- [Prompt]
Extract the complete data exactly as given.

Lines of data:
+ + + + +

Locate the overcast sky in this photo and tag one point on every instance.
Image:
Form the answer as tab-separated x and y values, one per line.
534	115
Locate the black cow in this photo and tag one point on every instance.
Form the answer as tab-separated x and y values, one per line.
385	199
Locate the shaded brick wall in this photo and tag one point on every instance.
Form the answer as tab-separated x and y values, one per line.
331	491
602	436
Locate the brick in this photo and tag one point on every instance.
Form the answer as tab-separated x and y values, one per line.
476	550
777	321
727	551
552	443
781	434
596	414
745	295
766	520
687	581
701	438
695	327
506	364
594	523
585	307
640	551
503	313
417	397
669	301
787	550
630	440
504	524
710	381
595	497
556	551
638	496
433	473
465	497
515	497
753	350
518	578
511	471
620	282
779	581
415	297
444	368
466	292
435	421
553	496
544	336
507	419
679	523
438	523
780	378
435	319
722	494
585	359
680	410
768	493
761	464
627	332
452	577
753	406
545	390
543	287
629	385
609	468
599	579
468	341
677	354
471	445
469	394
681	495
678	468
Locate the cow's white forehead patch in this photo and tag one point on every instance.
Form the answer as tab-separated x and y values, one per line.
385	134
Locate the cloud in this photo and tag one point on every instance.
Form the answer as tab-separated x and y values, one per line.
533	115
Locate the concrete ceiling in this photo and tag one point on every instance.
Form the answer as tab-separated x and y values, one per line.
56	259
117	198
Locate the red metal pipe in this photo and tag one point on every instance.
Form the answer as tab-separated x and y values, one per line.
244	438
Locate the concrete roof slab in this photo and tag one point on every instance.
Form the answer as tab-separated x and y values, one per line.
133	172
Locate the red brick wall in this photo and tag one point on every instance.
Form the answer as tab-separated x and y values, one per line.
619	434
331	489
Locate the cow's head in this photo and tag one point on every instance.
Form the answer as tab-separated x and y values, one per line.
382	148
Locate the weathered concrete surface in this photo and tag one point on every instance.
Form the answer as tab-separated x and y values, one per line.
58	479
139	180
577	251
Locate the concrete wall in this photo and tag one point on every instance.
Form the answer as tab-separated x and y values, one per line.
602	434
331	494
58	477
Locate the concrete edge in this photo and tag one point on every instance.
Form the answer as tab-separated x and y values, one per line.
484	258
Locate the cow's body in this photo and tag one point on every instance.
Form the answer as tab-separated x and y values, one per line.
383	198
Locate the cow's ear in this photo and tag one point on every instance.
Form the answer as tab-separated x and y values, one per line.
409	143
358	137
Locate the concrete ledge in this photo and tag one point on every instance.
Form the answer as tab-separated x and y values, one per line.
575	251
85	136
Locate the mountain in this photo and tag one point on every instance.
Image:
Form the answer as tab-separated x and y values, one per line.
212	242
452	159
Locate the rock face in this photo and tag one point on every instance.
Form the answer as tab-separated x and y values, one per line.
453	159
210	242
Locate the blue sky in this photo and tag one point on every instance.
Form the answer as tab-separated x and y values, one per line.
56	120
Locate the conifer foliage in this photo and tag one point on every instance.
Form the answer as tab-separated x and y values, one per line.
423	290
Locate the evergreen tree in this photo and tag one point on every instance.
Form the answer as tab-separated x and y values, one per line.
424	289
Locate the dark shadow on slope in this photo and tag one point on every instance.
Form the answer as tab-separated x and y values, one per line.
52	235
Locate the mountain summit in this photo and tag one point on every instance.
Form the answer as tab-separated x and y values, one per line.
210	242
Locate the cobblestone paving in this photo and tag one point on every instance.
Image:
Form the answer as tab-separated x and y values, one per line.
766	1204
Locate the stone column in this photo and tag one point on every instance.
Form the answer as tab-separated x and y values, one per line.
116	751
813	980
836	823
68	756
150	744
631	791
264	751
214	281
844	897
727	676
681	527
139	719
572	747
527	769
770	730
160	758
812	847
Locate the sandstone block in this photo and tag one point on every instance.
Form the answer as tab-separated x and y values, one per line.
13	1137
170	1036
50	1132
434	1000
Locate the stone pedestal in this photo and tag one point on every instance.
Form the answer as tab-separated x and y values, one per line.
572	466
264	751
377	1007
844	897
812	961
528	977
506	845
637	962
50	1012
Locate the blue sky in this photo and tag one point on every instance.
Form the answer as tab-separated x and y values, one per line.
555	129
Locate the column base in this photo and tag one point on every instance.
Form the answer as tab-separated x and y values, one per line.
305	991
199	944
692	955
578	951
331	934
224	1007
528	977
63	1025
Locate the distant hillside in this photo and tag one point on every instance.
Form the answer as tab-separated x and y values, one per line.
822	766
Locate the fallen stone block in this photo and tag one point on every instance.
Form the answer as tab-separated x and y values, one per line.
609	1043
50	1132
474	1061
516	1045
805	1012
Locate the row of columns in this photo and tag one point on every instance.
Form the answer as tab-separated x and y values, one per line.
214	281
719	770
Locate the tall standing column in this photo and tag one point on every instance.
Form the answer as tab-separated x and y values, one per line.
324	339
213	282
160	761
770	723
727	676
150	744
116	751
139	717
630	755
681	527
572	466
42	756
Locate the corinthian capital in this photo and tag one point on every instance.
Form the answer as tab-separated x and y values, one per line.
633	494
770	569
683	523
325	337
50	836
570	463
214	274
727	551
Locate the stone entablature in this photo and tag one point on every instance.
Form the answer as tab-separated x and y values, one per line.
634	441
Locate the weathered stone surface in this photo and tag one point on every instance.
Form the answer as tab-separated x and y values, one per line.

+ + + + +

- [Written response]
Locate the overcast sky in this photo and tag one point on every instance.
Image:
Form the answer as tab-separated x and y values, one per line.
534	115
Locate the black cow in this photo and tag one point on every instance.
Form the answer as tab-separated x and y values, one per line.
385	199
Locate the shaded brick wall in this photo and tag one point on every instance.
Form the answer as tab-separated x and y values, one per line.
331	491
602	436
Locate the brick in this photo and tag one point on every instance.
Form the answer as tab-separated x and y values, one per line.
476	550
777	321
727	551
552	443
781	434
596	414
745	295
766	520
687	581
701	438
695	327
506	364
594	523
585	307
640	551
503	313
417	397
669	301
787	550
630	440
504	524
710	381
595	497
556	551
638	496
433	473
465	497
515	497
753	350
518	578
511	471
620	282
779	581
415	297
444	368
466	292
435	421
553	496
544	336
507	419
679	523
438	523
780	378
435	319
722	494
585	359
680	410
768	493
761	464
627	332
452	577
753	406
545	390
543	287
629	385
609	468
599	579
468	341
677	354
471	445
469	394
681	495
678	468
Locate the cow's white forehead patch in this photo and tag one point on every instance.
Form the answer as tab-separated x and y values, one per line.
385	134
Locate the cloud in this photo and tag one point on every instance.
Form the answer as tab-separated x and y values, one per line.
533	115
Locate the concrete ceiling in this photo and tag one point on every instance.
Form the answer as tab-separated x and y values, one per line.
56	259
117	198
Locate the red metal pipe in this photo and tag one point on every instance.
Form the answer as tab-separated x and y values, one per line.
244	438
Locate the concrete roof slab in this photo and tag one point on every instance.
Form the answer as tab-separated x and y values, one per line.
133	172
Locate the red brick wall in this photo and tag one point on every instance.
Form the answer as tab-separated x and y values, one per line.
619	434
331	489
Locate the cow's head in this photo and tag one point on every instance.
Form the answer as tab-separated x and y values, one per line.
382	148
Locate the weathered concrete surface in this photo and tag one point on every instance.
Form the answer as tab-separated x and y values, one per line.
58	479
139	180
577	251
Locate the concrete wall in this photo and tag one point on every instance.
Form the answer as tab-separated x and y values, one per line.
602	434
331	494
58	477
Locate the concrete edge in this photo and tag one point on every instance.
Form the answer as tab-separated x and y values, one per line.
484	258
Locate the cow's body in this photo and tag one point on every instance.
Form the answer as tab-separated x and y values, one per line.
383	198
Locate the cow's ear in this photo and tag one point on every instance.
Form the answer as tab-separated x and y values, one per line.
409	143
358	137
Locate the concrete ledge in this photo and tag one point on every instance.
Form the answer as tab-separated x and y values, one per line.
575	251
85	136
Locate the mountain in this photo and tag one point on every instance.
Image:
Form the answer as tab-separated x and y values, one per line.
212	242
452	159
Locate the rock face in this photo and tag one point on every instance.
Form the answer as tab-separated x and y values, one per line.
453	159
210	242
Locate the blue sky in this photo and tag one point on every instance.
Form the answer as tab-separated x and y values, one per line.
56	120
Locate the conifer foliage in this photo and tag one point on every instance.
Form the answer as tab-separated x and y values, one per line.
423	290
Locate the evergreen tree in this photo and tag one point on every instance.
Form the answer as tab-separated x and y values, one per line.
424	289
Locate the dark shadow on slope in this photo and tag one point on every instance.
Form the answer as tab-separated x and y values, one per line.
52	235
Locate the mountain summit in this photo and tag one point on every instance.
Form the answer as tab-separated x and y values, one per line.
210	242
Locate the cobblestone paving in this photo and tag one point on every instance.
Image:
Form the answer as tab-separated x and y values, one per line.
766	1204
Locate the stone column in this photo and tag one point on every instance.
Form the answer as tab-separated x and y values, one per line.
116	751
813	980
836	823
68	756
150	744
631	791
264	751
214	281
844	897
727	676
681	527
139	719
572	747
527	769
770	730
160	758
812	847
Locate the sandstone block in this photo and tag one point on every instance.
Form the answer as tab-separated x and y values, one per line.
13	1137
170	1036
50	1132
434	1000
Locate the stone pedestal in this photo and tag one point on every instance.
Form the answer as tab-separated x and y values, one per line.
572	466
264	751
377	1007
844	897
812	961
528	977
506	845
637	962
50	1012
Locate the blue sky in this photo and tag one point on every instance.
Form the answer as tab-separated x and y values, one per line.
555	129
Locate the column base in this photo and tag one point on every instance.
Form the answer as tab-separated x and y values, one per line.
305	991
199	944
692	955
578	951
331	934
224	1007
528	977
63	1025
Locate the distant hillside in this photo and tag one point on every instance.
Form the answer as tab-separated x and y values, one per line.
822	766
Locate the fallen stone block in this photo and tag one point on every instance.
Form the answer as tab-separated x and y values, one per line.
609	1043
50	1132
474	1061
516	1045
805	1012
Locate the row of columns in this photo and tag one point on every instance.
Form the answer as tab-separated x and y values, one per line.
214	281
719	770
Locate the tall standing column in this photo and tag one point on every instance.
Form the answer as tab-separated x and y values, one per line.
324	339
213	282
160	761
770	723
727	676
150	744
116	751
139	717
630	755
681	527
572	466
42	756
Locate the corinthian capital in this photo and tag one point on every instance.
Form the answer as tab-separated x and y values, one per line.
633	494
770	569
683	523
325	337
50	836
570	463
214	274
727	551
Locate the stone entablature in this photo and tag one point on every instance.
Form the answer as tab-separated x and y values, one per line.
634	441
Locate the weathered stone surface in this photo and tag one point on every instance.
Form the answer as tab-separated x and y values, one per line.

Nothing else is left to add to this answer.